▸ **REQUIREMENT 1**
Shift every bounding-box coordinate by adding 83 to each number, and write out the lines again with their requests, covering everything from the start of the listing down to the line containing "[227,28,356,400]".
▸ **REQUIREMENT 2**
Proceed with the text about Mori and the Fascist campaign against the Mafia in Sicily, picking up after its final sentence.

-- START QUOTED TEXT --

Mori was born in Pavia and grew up in an orphanage and was only recognised by his natural parents in October 1879 at the age of seven. He studied at the Turin Military Academy. However, he married a girl, Angelina Salvi, who did not have the dowry stipulated by military regulations of the time, and had to resign. He joined the police, serving first in Ravenna, then Castelvetrano in the province of Trapani (Sicily) – where he made his name capturing the bandit Paolo Grisalfi – before moving to Florence in 1915 as vice-quaestor.
At the end of the First World War, the situation of Sicilian criminality got worse when war veterans joined gangs of bandits. In 1919 Mori was sent back to Sicily as the head of special forces against brigandage. In his roundups, Mori distinguished himself for his energetic and radical methods. At Caltabellotta he arrested more than 300 people in one night. The press wrote of a "lethal blow to the Mafia", but Mori said to a member of his staff :
These people haven't understood yet that brigands and the Mafia are two different things. We have hit the first, who are undoubtedly the most visible aspect of Sicilian criminality, but not the most dangerous one. The true lethal blow to the Mafia will be given when we are able to make roundups not only among Prickley Pears, but in prefectures, police headquarters, employers' mansions, and why not, some ministries.
In 1920, he returned to the mainland and served in Turin as quaestor, followed by Rome and Bologna. In 1921 he was prefect of Bologna, and was one of the few members of the forces of law and order to oppose the organised thuggery (squadrismo) of the Fascist movement. Mori was removed and sent to Bari. He retired with his wife to Florence in 1922, when the Fascist leader Benito Mussolini took over the government after the March on Rome.
Appointed in Sicily
Due to his reputation as a man of action, he was recalled to active service in 1924 by the Minister of the Interior, Luigi Federzoni. In the same year Mori adhered to the fascist party.
He was successively appointed prefect of Trapani, arriving there in June 1924. He stayed there until 20 October 1925, when Mussolini appointed him prefect of Palermo, with special powers over the entire island of Sicily and the mission of eradicating the Mafia by any means possible. In the telegram, Mussolini wrote to Mori:
Your Excellency has carte blanche, the authority of the State must absolutely, I repeat absolutely, be re-established in Sicily. Should the laws currently in effect hinder you, that will be no problem, we shall make new laws.
Mussolini's drive against the Mafia, the story goes, followed an official visit to Sicily in May 1924 during which he felt insulted by the Mafioso Francesco Cuccia, who publicly proclaimed that Mussolini did not need a police escort because the mere presence of Cuccia would protect him. Mussolini felt humiliated and outraged. However, according to scholar Christopher Duggan, the reason was more political rather than personal: the Mafia threatened and undermined his power in Sicily, and a successful campaign would strengthen him as the new leader, legitimising and empowering his rule.

-- END QUOTED TEXT --
-- START STORED RECORDS --

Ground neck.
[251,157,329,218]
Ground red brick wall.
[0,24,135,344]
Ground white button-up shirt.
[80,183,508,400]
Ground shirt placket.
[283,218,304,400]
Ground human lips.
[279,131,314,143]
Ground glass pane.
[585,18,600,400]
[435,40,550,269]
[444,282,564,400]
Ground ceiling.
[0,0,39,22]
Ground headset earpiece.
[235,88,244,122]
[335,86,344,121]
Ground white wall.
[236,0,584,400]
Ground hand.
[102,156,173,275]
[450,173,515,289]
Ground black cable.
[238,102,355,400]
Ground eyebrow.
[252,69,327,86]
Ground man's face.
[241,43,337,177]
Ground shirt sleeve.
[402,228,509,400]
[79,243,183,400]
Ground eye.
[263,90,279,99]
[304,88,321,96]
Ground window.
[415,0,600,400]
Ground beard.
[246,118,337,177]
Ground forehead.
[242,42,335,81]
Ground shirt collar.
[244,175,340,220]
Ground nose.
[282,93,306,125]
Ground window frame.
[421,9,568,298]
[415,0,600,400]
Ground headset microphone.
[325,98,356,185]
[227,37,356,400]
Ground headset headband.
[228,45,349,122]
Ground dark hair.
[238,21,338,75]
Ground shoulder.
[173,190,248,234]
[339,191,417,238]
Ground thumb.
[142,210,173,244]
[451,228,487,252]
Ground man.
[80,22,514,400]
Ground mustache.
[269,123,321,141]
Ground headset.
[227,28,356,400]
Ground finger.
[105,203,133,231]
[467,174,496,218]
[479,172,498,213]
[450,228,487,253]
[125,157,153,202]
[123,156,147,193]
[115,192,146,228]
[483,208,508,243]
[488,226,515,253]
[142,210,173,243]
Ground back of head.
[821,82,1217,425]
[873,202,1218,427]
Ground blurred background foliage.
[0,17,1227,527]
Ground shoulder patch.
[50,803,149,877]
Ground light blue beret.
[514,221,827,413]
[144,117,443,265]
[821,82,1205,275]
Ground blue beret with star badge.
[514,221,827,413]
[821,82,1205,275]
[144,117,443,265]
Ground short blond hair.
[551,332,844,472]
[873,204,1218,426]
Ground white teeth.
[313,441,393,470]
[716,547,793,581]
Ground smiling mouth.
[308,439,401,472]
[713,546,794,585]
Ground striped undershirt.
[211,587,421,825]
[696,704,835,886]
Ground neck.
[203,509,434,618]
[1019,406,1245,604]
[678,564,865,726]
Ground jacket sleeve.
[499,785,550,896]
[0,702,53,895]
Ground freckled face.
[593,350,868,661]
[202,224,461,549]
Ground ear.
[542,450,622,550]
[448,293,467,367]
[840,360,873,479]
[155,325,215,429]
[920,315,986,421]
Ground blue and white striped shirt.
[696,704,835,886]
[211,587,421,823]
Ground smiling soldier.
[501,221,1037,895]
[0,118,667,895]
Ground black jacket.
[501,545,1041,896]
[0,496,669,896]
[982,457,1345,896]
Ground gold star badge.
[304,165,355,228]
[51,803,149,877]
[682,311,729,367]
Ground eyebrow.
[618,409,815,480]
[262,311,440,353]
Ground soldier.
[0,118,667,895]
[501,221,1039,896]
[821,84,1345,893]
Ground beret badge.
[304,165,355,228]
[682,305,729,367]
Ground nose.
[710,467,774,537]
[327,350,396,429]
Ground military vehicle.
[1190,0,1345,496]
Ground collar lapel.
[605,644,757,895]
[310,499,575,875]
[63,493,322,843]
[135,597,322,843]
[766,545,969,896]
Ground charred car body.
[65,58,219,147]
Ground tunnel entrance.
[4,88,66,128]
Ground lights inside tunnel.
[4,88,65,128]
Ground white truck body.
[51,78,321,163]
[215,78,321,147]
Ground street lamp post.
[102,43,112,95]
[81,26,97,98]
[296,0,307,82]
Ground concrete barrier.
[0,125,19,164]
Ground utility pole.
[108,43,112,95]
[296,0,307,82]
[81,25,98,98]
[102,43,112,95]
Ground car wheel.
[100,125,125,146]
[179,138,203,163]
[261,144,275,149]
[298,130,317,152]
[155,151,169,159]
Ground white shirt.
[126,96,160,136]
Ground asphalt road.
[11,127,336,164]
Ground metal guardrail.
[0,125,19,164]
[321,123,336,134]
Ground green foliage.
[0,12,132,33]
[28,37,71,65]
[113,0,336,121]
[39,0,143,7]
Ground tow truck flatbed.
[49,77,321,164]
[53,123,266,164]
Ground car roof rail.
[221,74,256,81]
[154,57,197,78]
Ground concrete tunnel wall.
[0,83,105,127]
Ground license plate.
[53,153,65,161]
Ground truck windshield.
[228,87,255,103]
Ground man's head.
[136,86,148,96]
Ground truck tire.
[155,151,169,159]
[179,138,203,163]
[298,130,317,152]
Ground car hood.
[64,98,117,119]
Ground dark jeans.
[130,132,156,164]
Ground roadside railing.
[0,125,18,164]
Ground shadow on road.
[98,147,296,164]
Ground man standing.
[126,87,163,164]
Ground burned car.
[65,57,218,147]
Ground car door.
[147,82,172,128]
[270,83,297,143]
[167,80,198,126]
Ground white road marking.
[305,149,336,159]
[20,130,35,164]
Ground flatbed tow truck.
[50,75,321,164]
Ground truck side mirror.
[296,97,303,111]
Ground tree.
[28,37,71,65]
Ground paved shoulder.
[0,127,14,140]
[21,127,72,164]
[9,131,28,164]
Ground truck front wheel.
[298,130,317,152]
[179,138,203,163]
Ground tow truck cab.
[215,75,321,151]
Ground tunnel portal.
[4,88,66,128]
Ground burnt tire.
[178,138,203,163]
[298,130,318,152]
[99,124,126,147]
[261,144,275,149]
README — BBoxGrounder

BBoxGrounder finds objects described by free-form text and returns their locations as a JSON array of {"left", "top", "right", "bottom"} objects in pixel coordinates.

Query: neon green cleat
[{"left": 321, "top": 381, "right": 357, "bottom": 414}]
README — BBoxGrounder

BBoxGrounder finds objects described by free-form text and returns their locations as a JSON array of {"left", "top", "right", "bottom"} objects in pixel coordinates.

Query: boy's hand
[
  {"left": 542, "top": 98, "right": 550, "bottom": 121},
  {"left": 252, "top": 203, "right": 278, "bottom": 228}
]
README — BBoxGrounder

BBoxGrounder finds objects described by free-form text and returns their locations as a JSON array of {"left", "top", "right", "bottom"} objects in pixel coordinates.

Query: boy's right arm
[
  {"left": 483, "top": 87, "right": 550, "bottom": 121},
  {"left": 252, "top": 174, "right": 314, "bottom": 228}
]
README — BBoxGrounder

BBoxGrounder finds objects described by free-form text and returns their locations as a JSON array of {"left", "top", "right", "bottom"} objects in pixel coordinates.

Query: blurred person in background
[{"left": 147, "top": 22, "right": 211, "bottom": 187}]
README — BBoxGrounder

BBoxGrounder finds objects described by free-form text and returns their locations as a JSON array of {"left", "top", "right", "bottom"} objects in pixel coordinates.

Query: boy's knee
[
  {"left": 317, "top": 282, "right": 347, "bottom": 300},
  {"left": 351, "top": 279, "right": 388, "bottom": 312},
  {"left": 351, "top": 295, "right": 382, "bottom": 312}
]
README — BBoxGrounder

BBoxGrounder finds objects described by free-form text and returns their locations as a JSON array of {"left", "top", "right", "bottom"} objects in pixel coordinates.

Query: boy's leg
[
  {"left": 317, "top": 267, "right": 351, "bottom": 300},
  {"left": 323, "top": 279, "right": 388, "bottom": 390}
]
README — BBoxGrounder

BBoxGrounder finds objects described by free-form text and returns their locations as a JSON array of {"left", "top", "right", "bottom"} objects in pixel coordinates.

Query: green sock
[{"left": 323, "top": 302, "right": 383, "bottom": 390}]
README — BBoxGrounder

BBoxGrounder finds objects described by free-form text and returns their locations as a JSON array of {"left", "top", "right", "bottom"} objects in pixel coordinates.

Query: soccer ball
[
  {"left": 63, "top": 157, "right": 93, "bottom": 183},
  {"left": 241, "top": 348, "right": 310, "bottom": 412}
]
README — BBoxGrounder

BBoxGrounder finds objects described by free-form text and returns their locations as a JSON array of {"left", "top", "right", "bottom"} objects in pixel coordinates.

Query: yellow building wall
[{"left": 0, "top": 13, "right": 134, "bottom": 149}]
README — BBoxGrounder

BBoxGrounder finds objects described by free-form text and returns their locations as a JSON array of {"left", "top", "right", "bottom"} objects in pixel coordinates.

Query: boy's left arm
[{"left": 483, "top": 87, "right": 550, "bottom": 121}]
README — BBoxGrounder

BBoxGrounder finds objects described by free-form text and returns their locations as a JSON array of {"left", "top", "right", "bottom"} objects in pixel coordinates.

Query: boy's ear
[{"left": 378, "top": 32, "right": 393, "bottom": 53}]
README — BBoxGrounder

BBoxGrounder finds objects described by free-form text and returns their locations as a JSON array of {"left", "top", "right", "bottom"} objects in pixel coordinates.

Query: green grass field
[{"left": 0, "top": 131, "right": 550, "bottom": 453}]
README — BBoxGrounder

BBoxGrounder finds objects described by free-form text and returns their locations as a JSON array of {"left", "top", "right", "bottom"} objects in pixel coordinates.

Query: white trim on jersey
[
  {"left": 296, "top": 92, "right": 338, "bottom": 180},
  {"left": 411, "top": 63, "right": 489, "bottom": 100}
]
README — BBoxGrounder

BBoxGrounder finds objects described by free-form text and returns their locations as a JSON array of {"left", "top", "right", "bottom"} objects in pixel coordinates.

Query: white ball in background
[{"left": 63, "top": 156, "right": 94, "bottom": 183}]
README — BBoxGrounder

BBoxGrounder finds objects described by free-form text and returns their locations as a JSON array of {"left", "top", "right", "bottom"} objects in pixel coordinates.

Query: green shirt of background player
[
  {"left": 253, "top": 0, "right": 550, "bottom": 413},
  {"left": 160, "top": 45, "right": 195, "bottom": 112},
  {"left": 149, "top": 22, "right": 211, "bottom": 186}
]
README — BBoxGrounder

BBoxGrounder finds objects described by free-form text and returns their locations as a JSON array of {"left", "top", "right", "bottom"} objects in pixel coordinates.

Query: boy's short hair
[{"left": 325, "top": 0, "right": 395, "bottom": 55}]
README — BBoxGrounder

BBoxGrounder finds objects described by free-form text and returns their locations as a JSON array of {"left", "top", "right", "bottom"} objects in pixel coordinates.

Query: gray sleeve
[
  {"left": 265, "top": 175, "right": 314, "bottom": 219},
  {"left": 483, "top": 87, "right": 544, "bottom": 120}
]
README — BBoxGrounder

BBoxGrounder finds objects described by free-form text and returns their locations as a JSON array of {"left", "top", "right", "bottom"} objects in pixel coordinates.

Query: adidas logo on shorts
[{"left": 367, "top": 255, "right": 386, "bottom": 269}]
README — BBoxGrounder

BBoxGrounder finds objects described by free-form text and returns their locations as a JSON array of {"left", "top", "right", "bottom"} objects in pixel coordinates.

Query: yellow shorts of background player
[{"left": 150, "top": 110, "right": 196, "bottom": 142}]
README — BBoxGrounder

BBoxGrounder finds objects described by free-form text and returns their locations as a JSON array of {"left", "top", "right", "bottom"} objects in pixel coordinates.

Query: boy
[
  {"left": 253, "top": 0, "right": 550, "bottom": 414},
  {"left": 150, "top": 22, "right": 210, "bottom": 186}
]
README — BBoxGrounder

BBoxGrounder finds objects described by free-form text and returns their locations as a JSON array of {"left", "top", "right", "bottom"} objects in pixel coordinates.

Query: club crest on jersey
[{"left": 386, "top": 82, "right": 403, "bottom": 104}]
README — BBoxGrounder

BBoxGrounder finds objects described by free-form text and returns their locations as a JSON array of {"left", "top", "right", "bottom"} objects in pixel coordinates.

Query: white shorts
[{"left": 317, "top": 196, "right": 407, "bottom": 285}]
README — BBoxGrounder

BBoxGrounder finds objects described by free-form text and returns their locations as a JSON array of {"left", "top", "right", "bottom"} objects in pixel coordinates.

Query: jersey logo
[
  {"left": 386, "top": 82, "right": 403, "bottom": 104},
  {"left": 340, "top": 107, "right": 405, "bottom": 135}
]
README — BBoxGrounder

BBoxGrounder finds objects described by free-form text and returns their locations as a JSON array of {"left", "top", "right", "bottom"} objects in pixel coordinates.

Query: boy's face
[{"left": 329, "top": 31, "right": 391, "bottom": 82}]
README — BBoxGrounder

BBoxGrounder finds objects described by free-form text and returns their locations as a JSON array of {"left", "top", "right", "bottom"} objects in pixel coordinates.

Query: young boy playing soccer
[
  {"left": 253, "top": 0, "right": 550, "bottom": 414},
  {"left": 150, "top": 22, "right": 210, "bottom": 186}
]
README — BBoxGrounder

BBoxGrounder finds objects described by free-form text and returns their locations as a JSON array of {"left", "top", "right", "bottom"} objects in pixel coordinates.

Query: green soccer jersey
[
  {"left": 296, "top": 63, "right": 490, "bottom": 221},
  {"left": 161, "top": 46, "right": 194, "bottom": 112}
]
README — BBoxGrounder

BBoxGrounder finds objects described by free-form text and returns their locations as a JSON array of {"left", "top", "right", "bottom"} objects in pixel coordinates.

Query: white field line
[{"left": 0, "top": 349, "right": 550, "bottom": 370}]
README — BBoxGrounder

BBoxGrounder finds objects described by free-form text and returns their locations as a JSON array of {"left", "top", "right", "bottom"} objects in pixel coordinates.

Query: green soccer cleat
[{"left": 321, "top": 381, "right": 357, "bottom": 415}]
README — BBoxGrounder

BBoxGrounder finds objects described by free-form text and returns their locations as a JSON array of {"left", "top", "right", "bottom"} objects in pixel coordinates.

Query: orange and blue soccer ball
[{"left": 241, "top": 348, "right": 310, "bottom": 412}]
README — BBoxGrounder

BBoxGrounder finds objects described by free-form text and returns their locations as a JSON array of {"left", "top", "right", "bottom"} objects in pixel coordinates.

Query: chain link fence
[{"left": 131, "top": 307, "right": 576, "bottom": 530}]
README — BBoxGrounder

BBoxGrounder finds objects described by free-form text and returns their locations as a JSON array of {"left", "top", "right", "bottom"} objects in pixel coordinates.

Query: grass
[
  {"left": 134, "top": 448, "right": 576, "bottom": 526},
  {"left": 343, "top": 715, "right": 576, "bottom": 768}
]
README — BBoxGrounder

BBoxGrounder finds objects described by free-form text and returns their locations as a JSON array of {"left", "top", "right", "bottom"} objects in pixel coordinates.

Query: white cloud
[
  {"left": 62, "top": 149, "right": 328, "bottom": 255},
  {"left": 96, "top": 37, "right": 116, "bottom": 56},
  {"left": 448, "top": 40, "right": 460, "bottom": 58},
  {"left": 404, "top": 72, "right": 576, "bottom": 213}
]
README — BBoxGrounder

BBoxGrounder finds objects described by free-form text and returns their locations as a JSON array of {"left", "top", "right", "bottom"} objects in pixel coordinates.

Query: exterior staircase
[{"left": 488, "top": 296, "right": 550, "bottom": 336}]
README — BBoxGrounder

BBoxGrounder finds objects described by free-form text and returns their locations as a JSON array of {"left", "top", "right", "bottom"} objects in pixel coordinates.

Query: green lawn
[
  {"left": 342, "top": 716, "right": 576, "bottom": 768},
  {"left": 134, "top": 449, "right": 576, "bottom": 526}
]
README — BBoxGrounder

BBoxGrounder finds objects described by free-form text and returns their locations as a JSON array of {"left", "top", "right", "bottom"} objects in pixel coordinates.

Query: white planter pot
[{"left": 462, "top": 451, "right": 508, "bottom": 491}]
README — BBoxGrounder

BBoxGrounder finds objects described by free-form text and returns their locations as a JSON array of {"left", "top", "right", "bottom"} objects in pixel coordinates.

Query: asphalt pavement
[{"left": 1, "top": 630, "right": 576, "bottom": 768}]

-- END STORED RECORDS --

▸ **RESPONSE 1**
Ground neck.
[334,240,412,301]
Ground red brick wall.
[83,107,218,427]
Ground white button-up shirt.
[163,266,591,483]
Ground shirt placket.
[366,301,387,483]
Ground human lips.
[362,214,397,226]
Ground glass pane.
[668,101,683,483]
[518,123,633,352]
[527,365,647,483]
Ground ceiling.
[83,83,122,105]
Ground headset earpiece.
[318,171,327,205]
[418,169,427,204]
Ground white wall.
[319,83,667,483]
Ground hand.
[185,239,256,358]
[533,256,598,372]
Ground black cable.
[321,185,438,483]
Ground eyebrow.
[335,152,410,169]
Ground man's face.
[324,126,420,260]
Ground shirt sleeve.
[485,311,592,483]
[162,326,266,483]
Ground eye.
[346,173,362,182]
[387,171,404,179]
Ground window.
[498,83,683,483]
Ground beard.
[329,201,420,260]
Ground forehead.
[325,125,418,164]
Ground shirt collar.
[327,258,423,303]
Ground nose.
[365,176,389,208]
Ground window frame.
[504,92,651,381]
[498,83,683,483]
Ground headset microphone.
[408,181,439,268]
[310,120,439,483]
Ground headset headband.
[311,128,432,205]
Ground dark hair.
[321,104,421,158]
Ground shoulder.
[256,273,331,317]
[422,274,500,321]
Ground thumb.
[225,293,256,327]
[534,311,570,335]
Ground man.
[163,105,597,483]
Ground mustache.
[352,206,404,224]
Ground headset.
[310,111,439,483]

▸ **RESPONSE 2**
Fight against the Mafia
Mori took up his post in Palermo in November 1925 and remained in office until 1929. Within the first two months he arrested over five hundred men, a number that would only grow in the following years. In January 1926, he undertook what was probably his most famous action, the occupation of the village of Gangi, a stronghold of various criminal gangs. Using carabinieri and police forces he ordered house-to-house searches, picking up bandits, small-time Mafia members and various suspects who were on the run. Due to the necessity of the nature of the mafia, he was forced to discreetly collect large amounts of evidence and subsequently make arrests en masse to avoid alerting wide swaths of mafiosi into hiding. As he poetically states, "These operations were carried out in considerable numbers and on a large scale: and the rapidity with which they succeeded one another and the exactness of evidence on which they were based completely strangled the criminal associations which for so many years had flourished with impunity. And the whole island raised a hymn of liberation." These sweeping mass arrests, earned him the nickname of "Iron Prefect".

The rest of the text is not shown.